Data under study
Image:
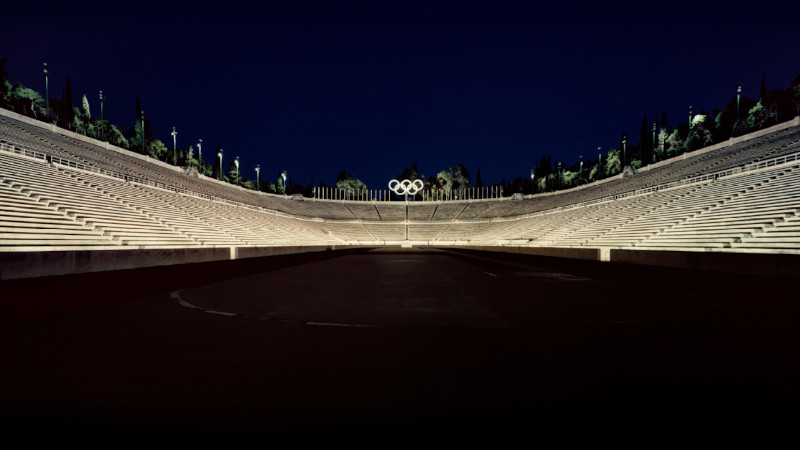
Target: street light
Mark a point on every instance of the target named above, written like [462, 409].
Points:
[47, 90]
[559, 175]
[624, 149]
[654, 142]
[738, 96]
[533, 177]
[219, 154]
[174, 151]
[599, 163]
[102, 116]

Work to be completed
Pictures in the records above are to be left out of an otherwise exact copy.

Result
Image:
Target: street light
Mark a point on every instance of the target named above, written like [462, 409].
Points:
[47, 90]
[559, 175]
[624, 149]
[654, 142]
[738, 96]
[533, 177]
[219, 154]
[174, 151]
[599, 163]
[102, 116]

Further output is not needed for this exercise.